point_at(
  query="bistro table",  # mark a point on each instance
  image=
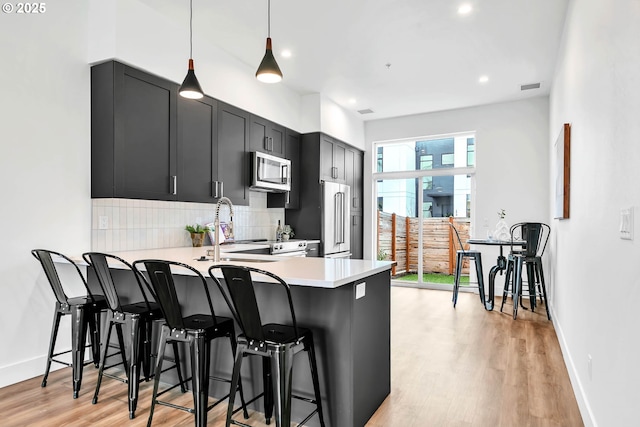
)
(501, 264)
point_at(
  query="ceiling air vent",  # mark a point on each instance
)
(530, 86)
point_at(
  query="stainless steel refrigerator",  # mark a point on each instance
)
(336, 228)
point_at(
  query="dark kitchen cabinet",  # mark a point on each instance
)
(356, 235)
(197, 149)
(233, 160)
(332, 160)
(354, 166)
(290, 199)
(267, 137)
(306, 219)
(133, 134)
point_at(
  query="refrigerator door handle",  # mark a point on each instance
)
(341, 194)
(336, 217)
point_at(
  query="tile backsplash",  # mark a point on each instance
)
(127, 224)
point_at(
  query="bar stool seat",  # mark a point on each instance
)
(196, 330)
(536, 234)
(461, 255)
(276, 343)
(85, 313)
(138, 317)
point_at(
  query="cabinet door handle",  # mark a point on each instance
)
(215, 192)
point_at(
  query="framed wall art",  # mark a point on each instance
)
(562, 173)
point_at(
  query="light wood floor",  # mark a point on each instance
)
(449, 367)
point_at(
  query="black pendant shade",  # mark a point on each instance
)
(268, 71)
(190, 87)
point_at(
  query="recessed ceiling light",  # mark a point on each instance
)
(464, 9)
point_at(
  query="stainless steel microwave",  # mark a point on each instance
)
(270, 173)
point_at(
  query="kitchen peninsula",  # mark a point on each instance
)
(345, 302)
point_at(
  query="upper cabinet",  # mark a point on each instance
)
(332, 160)
(133, 134)
(198, 149)
(267, 137)
(149, 143)
(233, 161)
(354, 170)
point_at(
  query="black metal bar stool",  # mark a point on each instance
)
(197, 331)
(461, 255)
(138, 318)
(84, 310)
(536, 236)
(277, 344)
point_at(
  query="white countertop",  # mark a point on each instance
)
(297, 271)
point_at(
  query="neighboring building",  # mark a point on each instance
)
(442, 195)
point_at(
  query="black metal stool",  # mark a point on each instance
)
(461, 254)
(84, 310)
(277, 344)
(197, 331)
(536, 236)
(137, 316)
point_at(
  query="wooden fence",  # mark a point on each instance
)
(398, 241)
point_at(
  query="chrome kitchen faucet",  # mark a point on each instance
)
(216, 225)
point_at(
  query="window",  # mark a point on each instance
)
(427, 183)
(427, 209)
(471, 152)
(426, 161)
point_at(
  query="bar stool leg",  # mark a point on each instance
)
(103, 357)
(200, 377)
(267, 381)
(314, 377)
(456, 281)
(52, 342)
(281, 368)
(235, 378)
(517, 284)
(133, 375)
(544, 288)
(164, 335)
(477, 259)
(78, 338)
(234, 349)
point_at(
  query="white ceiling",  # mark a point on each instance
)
(340, 48)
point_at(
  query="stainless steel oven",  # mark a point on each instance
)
(292, 248)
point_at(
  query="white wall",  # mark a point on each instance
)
(597, 293)
(44, 170)
(512, 156)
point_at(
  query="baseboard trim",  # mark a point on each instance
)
(578, 390)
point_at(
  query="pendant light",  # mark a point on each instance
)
(268, 71)
(190, 87)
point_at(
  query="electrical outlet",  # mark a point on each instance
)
(626, 224)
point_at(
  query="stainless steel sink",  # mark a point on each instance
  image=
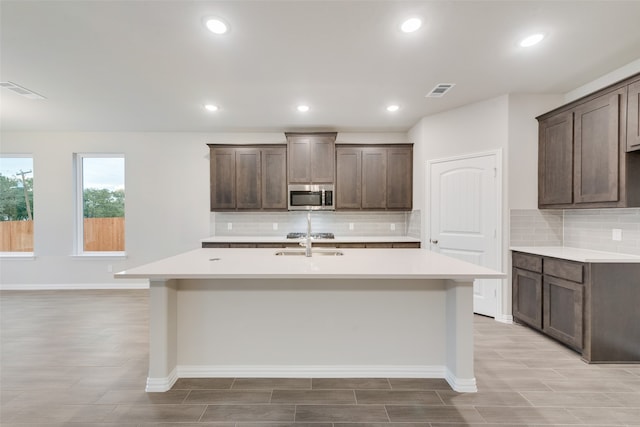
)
(313, 253)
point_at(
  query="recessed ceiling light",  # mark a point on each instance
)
(532, 40)
(216, 25)
(411, 25)
(21, 90)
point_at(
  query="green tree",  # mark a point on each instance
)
(103, 203)
(13, 206)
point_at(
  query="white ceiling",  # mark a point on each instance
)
(151, 65)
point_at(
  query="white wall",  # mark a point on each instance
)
(167, 198)
(522, 159)
(601, 82)
(474, 128)
(505, 123)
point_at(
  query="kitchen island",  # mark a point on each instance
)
(366, 313)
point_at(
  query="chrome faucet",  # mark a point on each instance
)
(307, 240)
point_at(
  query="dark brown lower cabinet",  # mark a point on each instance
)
(594, 308)
(527, 297)
(562, 310)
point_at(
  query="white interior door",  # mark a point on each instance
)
(464, 209)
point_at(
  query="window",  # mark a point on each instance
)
(100, 203)
(16, 203)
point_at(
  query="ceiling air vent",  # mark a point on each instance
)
(440, 90)
(21, 90)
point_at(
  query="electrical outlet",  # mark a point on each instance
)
(616, 234)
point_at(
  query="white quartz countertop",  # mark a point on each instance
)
(212, 263)
(577, 254)
(283, 239)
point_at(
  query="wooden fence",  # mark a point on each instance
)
(100, 234)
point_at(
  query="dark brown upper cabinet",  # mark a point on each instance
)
(248, 177)
(374, 177)
(633, 117)
(555, 157)
(583, 157)
(311, 157)
(596, 173)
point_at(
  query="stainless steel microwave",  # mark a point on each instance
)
(314, 197)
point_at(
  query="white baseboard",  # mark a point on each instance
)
(162, 384)
(461, 385)
(73, 286)
(310, 371)
(505, 318)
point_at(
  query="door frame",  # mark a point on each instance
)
(501, 316)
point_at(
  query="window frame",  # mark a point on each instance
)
(78, 196)
(30, 254)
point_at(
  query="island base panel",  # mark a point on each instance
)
(311, 328)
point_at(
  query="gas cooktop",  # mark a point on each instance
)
(313, 235)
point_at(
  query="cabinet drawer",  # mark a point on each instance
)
(527, 262)
(568, 270)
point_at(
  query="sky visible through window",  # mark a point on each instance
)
(11, 166)
(98, 172)
(103, 172)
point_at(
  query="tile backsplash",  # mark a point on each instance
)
(592, 229)
(583, 228)
(339, 223)
(532, 227)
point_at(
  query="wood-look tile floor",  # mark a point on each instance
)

******

Written problem: Copy every entry word for word, but omit the pictures.

Exercise solution:
point_at(
  query="bistro table",  # mark a point on each instance
  image=
)
(501, 264)
point_at(
  query="ceiling air vent",  # mark a point on each instance
)
(530, 86)
point_at(
  query="stainless steel refrigerator",  # mark a point on each instance
)
(336, 228)
point_at(
  query="dark kitchen cabinet",  # mark a point on each instance
)
(356, 235)
(197, 149)
(233, 160)
(332, 160)
(354, 166)
(290, 199)
(267, 137)
(306, 219)
(133, 134)
point_at(
  query="refrigerator door handle",  # mark a point on each instance
)
(341, 194)
(336, 217)
point_at(
  query="tile backsplash",  # mark a point on each instance
)
(127, 224)
point_at(
  query="bar stool seat",  # mark a point on each instance
)
(196, 330)
(536, 234)
(461, 255)
(276, 343)
(85, 313)
(138, 317)
point_at(
  query="cabinet door handle",  # mark a point on each instance
)
(215, 192)
point_at(
  query="framed wall art",  # mark a point on each instance
)
(562, 173)
point_at(
  query="light wood floor",  # mark a point on each instance
)
(449, 367)
point_at(
  query="black pendant shade",  # mark a point on each instance
)
(268, 71)
(190, 87)
point_at(
  query="recessed ceiling light",  # mark a point on each instance
)
(464, 9)
point_at(
  query="stainless steel microwave",  # mark a point on each instance
)
(270, 173)
point_at(
  query="kitchen peninsula",  # mark a point on each instance
)
(345, 302)
point_at(
  query="upper cabinet",  # mark a point on each instance
)
(332, 160)
(133, 134)
(198, 149)
(267, 137)
(149, 143)
(233, 161)
(354, 170)
point_at(
  query="black metal bar stool",  # mark a point on each instance
)
(197, 331)
(461, 255)
(138, 318)
(84, 310)
(536, 236)
(277, 344)
point_at(
  query="white countertop",  # mark a point on each instance
)
(297, 271)
point_at(
  query="neighboring building",  # mark a point on each instance
)
(442, 195)
point_at(
  query="black metal stool",  # mark a point on each instance
)
(461, 254)
(84, 310)
(277, 344)
(197, 331)
(536, 236)
(137, 316)
point_at(
  query="wooden fence",  # mark a point on each instance
)
(398, 241)
point_at(
  query="chrome kitchen faucet",  # mark a point on each instance
)
(216, 225)
point_at(
  query="window",  # mark a point on each instance
)
(427, 183)
(427, 209)
(471, 152)
(426, 161)
point_at(
  query="bar stool leg",  # mark a point on each instance
)
(103, 357)
(200, 377)
(267, 381)
(314, 377)
(456, 281)
(52, 342)
(281, 368)
(235, 378)
(517, 284)
(133, 375)
(544, 288)
(164, 335)
(477, 259)
(78, 338)
(234, 349)
point_at(
  query="white ceiling",  # mark a point on each instance
)
(340, 48)
point_at(
  query="stainless steel oven",  # mark a point on each instance
)
(292, 248)
point_at(
  query="white wall",  # mark a point on each instance
)
(597, 293)
(44, 170)
(512, 156)
point_at(
  query="baseboard trim",  # mark a point on each instance
)
(578, 390)
point_at(
  query="pendant light",  # mark a point on each instance
)
(268, 71)
(190, 87)
point_at(
  query="electrical outlet",  # mark a point on each instance
)
(626, 224)
point_at(
  query="stainless steel sink",  # mark a point on each instance
  image=
)
(313, 253)
point_at(
  query="recessed ceiling light",  # mark a point on each instance
)
(532, 40)
(216, 25)
(411, 25)
(21, 90)
point_at(
  query="green tree",  # mark a point on each instance
)
(103, 203)
(13, 206)
point_at(
  query="white ceiling",  # mark a point on each instance
)
(151, 65)
point_at(
  query="white wall",  # mark a point on each instance
)
(167, 198)
(522, 159)
(601, 82)
(474, 128)
(505, 123)
point_at(
  query="kitchen island",  # mark a point on each instance
)
(366, 313)
point_at(
  query="chrome faucet",  # mark a point on each instance
)
(307, 240)
point_at(
  query="dark brown lower cabinet",  # mark a point on each instance
)
(594, 308)
(527, 297)
(562, 310)
point_at(
  query="white interior door",  # mark a point on each instance
)
(464, 209)
point_at(
  query="window",  # mark a point on each instance
)
(100, 203)
(16, 203)
point_at(
  query="ceiling air vent",  # mark a point on each instance
)
(440, 90)
(21, 90)
point_at(
  query="electrical outlet",  # mark a point on each instance
)
(616, 234)
point_at(
  query="white quartz countertop",  # mark a point on each instance
)
(212, 263)
(577, 254)
(283, 239)
point_at(
  query="wooden fence",  # mark a point on each instance
)
(100, 234)
point_at(
  query="dark brown upper cabinet",  # mark a point on each instance
)
(248, 177)
(374, 177)
(633, 117)
(555, 157)
(583, 157)
(311, 157)
(596, 173)
point_at(
  query="stainless steel microwave",  # mark a point on each instance
)
(314, 197)
point_at(
  query="white baseboard",  # mark a point on each instance
)
(162, 384)
(461, 385)
(73, 286)
(310, 371)
(505, 318)
point_at(
  query="door frame",  # mark a point on each instance
)
(501, 316)
point_at(
  query="window frame",  # mark a point on each instance
)
(78, 196)
(30, 254)
point_at(
  query="island base panel",  # mark a point on each instance
)
(311, 328)
point_at(
  query="gas cooktop",  # mark a point on each instance
)
(313, 235)
point_at(
  query="cabinet drawer",  # mark a point on each instance
)
(527, 262)
(568, 270)
point_at(
  query="sky visible through window",  # mark a point on each instance
)
(11, 166)
(98, 172)
(103, 172)
point_at(
  query="tile backsplash",  # mark a point on each instance
)
(592, 229)
(583, 228)
(339, 223)
(532, 227)
point_at(
  query="wood-look tile floor",  # mark a point on each instance
)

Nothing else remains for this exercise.